Aim of the exercise -> When the line with "the building wall" appears below, start repeating lines exactly, and keep going through the line with "the parked pickup truck"; add nothing outside that span.

Items from a data source ->
========

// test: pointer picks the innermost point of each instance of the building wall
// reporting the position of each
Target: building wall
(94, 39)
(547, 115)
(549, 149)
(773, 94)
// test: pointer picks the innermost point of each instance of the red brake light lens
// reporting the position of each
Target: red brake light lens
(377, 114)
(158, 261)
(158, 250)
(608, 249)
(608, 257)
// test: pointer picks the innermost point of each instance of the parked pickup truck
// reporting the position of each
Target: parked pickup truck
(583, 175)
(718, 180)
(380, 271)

========

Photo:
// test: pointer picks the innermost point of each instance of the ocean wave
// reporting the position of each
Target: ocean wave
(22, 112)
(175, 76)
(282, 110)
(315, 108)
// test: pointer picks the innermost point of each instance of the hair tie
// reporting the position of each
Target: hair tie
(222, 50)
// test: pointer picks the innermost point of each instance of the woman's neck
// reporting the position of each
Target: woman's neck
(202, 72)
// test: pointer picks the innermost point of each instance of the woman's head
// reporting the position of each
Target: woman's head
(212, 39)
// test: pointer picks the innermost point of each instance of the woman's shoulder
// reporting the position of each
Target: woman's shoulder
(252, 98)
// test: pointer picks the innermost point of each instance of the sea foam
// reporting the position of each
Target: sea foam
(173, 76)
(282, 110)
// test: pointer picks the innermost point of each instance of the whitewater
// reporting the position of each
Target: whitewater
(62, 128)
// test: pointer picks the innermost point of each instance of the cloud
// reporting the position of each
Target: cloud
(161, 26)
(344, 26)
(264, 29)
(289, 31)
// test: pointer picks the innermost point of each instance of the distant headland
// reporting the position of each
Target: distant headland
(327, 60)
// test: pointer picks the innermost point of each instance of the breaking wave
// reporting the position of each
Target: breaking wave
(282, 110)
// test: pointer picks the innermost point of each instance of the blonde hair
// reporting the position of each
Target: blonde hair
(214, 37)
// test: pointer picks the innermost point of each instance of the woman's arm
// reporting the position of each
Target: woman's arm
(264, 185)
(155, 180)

========

Answer section ->
// test: pointer picks the innermost point of each instance of the building wall
// reporting the position of each
Target: building wall
(94, 39)
(547, 115)
(549, 149)
(773, 94)
// test: pointer picks the innermost point of each instance of the red brake light lens
// reporting the position of each
Target: red brake light lens
(377, 114)
(158, 261)
(158, 250)
(608, 249)
(608, 257)
// test: pointer picks the innermost point of each instance of the parked pickup truck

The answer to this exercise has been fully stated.